Named-object pointing records

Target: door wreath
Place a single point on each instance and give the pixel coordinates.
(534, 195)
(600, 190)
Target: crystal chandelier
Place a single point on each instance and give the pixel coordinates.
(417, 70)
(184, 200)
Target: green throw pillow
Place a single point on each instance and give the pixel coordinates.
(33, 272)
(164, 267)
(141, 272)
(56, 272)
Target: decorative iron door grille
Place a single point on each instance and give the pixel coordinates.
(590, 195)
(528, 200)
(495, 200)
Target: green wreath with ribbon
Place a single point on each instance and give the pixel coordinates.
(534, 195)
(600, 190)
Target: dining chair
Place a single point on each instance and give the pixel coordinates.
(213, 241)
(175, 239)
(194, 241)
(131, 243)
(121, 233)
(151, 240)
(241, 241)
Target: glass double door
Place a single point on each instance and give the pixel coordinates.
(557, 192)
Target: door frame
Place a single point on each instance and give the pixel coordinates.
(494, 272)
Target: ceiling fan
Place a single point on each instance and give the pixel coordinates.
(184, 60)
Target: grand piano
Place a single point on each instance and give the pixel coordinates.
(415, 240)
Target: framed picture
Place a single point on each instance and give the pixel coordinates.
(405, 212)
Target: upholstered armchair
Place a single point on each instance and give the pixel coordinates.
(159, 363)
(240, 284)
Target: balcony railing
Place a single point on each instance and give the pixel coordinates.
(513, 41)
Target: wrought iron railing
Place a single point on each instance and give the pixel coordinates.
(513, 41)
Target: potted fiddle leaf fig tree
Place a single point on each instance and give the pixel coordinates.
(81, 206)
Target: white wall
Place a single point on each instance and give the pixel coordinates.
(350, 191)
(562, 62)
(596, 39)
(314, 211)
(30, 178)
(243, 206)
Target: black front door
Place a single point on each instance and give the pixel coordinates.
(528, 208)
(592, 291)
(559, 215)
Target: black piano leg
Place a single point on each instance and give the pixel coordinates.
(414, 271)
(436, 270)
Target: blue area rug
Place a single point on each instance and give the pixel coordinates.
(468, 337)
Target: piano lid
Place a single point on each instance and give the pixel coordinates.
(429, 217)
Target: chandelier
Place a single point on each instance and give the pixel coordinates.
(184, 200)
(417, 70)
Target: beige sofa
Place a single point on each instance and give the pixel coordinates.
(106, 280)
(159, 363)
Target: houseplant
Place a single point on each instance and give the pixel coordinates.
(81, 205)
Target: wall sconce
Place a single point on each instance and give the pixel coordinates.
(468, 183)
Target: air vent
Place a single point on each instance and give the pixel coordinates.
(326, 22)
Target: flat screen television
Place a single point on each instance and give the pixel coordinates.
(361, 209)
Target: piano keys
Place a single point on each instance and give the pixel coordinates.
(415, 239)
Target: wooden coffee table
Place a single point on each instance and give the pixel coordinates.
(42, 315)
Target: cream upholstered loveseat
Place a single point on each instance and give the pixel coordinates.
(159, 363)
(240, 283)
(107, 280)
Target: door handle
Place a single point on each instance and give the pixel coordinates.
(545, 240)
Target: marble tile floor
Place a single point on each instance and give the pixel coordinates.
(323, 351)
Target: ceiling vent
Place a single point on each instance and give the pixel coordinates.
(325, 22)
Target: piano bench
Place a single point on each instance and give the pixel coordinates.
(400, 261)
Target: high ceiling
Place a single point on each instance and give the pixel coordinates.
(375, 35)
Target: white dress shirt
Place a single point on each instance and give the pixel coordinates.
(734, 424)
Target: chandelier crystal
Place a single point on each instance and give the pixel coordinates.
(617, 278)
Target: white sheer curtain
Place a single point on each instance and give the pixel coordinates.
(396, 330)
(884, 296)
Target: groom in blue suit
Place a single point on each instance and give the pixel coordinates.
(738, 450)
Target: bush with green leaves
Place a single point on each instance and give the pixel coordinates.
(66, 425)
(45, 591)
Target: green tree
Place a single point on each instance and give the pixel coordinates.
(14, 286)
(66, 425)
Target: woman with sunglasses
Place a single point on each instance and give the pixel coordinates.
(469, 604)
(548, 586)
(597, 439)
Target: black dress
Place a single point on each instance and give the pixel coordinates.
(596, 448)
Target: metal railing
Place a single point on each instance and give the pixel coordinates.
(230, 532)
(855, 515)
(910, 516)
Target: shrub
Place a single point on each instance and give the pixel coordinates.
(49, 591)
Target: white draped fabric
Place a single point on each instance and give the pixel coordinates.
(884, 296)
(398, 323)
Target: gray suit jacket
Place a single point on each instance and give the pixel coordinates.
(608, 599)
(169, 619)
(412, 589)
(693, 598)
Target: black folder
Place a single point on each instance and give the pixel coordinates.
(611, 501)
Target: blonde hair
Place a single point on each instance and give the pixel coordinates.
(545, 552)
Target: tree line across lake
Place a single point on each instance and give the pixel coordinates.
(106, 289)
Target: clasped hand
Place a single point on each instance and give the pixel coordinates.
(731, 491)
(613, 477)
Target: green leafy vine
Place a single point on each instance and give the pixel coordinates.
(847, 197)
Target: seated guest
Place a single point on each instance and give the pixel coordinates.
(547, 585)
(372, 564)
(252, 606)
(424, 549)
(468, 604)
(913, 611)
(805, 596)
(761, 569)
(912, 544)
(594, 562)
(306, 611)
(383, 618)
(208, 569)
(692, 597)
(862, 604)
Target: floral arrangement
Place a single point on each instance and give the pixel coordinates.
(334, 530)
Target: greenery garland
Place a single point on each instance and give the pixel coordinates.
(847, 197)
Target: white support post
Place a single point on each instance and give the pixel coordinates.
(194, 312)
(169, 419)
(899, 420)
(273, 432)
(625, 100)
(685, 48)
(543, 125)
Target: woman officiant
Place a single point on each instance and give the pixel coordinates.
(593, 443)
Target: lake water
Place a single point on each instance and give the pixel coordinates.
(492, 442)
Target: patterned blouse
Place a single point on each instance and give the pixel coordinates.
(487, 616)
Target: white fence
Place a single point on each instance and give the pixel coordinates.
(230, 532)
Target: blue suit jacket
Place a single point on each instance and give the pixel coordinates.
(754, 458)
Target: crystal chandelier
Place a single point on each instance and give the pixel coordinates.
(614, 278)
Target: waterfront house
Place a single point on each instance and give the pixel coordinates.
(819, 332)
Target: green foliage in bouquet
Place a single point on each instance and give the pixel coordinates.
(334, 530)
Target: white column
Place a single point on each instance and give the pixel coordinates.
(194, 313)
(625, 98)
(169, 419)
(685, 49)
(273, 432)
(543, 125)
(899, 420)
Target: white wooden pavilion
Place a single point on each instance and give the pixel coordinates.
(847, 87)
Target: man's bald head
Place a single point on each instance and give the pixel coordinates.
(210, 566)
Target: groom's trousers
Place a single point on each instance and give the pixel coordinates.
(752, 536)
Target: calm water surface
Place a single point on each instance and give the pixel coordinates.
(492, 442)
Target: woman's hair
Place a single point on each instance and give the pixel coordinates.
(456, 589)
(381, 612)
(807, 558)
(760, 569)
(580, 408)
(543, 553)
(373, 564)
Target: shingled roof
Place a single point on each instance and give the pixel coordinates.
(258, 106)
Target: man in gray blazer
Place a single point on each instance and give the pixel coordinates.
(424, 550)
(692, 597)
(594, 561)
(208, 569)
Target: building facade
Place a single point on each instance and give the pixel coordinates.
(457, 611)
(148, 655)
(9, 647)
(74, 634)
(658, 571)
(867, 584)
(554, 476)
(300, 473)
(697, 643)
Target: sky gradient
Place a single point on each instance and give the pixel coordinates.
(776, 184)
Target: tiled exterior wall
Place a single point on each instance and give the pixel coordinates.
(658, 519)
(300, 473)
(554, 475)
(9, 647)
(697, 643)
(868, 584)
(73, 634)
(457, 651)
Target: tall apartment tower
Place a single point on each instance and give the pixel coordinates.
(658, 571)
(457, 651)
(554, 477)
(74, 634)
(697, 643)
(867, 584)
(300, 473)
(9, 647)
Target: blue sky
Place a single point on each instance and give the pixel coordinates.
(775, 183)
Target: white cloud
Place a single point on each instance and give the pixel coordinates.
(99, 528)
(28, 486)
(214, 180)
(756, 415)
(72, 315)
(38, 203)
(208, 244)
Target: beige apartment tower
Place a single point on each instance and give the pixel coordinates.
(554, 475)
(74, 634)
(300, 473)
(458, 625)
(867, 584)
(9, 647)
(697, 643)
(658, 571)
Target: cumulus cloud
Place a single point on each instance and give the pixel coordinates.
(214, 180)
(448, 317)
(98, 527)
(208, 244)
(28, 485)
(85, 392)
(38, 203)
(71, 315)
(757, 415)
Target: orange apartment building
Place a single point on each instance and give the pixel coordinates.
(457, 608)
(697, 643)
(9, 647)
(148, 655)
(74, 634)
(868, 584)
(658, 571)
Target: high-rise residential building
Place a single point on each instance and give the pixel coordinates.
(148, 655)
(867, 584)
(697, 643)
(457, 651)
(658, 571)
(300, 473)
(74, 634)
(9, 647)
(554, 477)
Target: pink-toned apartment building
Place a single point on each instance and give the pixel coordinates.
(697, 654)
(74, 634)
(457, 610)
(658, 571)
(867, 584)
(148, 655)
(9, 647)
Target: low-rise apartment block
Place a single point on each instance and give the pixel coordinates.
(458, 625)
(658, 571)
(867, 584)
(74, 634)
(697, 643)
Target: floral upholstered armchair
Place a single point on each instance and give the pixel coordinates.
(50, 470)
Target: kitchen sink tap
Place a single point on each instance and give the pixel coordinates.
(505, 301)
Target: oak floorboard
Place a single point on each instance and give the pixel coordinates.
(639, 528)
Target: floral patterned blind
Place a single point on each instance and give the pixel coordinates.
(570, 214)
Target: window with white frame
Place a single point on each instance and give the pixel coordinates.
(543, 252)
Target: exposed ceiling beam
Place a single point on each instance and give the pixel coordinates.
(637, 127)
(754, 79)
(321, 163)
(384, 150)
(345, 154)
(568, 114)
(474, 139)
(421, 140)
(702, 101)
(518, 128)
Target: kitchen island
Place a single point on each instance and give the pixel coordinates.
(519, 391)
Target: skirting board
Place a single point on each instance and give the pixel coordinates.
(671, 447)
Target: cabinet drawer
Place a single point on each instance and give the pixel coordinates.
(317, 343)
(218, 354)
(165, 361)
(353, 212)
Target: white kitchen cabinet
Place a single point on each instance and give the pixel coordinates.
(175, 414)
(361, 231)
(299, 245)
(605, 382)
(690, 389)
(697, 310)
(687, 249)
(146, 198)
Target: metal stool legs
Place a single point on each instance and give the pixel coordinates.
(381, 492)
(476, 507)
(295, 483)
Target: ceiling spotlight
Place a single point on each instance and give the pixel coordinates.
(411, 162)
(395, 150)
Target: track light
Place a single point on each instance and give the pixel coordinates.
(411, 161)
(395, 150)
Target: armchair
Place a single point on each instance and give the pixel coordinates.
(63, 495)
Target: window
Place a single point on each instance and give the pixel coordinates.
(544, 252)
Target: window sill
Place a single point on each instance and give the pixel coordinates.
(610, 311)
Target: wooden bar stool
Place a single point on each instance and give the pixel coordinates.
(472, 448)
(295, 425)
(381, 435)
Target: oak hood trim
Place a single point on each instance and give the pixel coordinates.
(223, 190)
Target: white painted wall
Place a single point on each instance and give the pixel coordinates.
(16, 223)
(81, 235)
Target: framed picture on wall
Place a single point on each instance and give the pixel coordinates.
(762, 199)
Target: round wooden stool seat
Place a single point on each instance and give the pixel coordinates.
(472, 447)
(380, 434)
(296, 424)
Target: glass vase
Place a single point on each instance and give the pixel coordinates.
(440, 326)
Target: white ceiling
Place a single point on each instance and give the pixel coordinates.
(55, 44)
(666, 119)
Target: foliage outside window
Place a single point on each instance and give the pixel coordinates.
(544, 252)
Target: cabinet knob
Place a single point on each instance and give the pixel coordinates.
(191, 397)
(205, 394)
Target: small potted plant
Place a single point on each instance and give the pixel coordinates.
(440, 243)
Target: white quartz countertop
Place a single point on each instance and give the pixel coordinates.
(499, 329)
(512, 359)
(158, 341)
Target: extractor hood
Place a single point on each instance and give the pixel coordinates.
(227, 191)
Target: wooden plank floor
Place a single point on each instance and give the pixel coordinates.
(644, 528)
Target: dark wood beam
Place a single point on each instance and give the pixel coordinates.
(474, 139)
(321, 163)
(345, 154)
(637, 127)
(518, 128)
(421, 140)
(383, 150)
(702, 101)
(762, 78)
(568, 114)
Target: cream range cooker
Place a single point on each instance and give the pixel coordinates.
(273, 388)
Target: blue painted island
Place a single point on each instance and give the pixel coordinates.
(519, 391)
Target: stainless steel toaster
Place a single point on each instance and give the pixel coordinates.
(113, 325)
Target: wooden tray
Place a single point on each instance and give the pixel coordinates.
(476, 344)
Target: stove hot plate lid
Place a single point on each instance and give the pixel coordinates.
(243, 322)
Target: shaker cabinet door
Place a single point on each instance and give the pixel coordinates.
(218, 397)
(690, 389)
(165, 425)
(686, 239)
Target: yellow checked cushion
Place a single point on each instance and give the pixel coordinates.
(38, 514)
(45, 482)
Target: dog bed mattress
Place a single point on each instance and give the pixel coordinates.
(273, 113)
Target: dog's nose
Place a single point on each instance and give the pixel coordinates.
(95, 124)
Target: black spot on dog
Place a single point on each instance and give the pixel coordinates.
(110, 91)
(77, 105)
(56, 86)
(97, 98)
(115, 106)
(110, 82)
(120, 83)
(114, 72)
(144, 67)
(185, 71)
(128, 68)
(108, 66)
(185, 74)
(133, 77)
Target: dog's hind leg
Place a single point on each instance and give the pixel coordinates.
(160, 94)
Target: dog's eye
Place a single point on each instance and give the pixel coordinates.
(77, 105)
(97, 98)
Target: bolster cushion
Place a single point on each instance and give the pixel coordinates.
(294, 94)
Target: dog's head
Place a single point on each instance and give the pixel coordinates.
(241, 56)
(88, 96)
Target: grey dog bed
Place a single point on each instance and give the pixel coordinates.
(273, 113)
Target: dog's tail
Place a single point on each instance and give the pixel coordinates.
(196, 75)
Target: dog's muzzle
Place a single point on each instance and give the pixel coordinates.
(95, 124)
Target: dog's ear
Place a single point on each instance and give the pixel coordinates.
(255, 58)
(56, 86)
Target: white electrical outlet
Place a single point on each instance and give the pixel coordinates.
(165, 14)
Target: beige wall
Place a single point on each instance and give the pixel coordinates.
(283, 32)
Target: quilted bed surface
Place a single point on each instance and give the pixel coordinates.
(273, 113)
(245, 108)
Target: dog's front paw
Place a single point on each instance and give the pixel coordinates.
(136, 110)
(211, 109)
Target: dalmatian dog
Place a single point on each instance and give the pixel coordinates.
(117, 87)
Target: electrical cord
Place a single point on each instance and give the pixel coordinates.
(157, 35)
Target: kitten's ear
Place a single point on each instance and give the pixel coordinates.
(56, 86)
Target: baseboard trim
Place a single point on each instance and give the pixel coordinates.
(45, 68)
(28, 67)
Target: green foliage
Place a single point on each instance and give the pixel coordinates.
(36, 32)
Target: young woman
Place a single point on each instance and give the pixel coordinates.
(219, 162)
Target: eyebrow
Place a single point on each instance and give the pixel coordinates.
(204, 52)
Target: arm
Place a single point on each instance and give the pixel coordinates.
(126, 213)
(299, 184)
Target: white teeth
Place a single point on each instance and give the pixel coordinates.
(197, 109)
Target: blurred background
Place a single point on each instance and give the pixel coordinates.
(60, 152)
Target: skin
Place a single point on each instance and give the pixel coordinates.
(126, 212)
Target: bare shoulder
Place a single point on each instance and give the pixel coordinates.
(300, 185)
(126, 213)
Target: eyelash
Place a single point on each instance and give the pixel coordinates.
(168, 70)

Your goal:
Reproduce exactly, with nothing added, the lines from the one that contains "Target: young woman" to the end of the data.

Task answer:
Target: young woman
Place a single point on each instance and give the pixel coordinates.
(219, 162)
Target: eyebrow
Place a single point on each instance and give the pixel coordinates.
(204, 52)
Target: arm
Place a single point on each instance and give the pixel coordinates.
(126, 213)
(299, 184)
Target: white teeth
Place a single point on each instance and give the pixel coordinates.
(197, 109)
Target: blurred background
Place a single point on each instance and give the pixel coordinates.
(60, 152)
Target: skin
Place a single point on each instance and give the pixel coordinates.
(126, 212)
Target: bare shoulder
Place a single point on each instance and give the pixel coordinates.
(300, 185)
(126, 213)
Target: eyelash
Place a single point on each instance and give the pixel coordinates.
(168, 70)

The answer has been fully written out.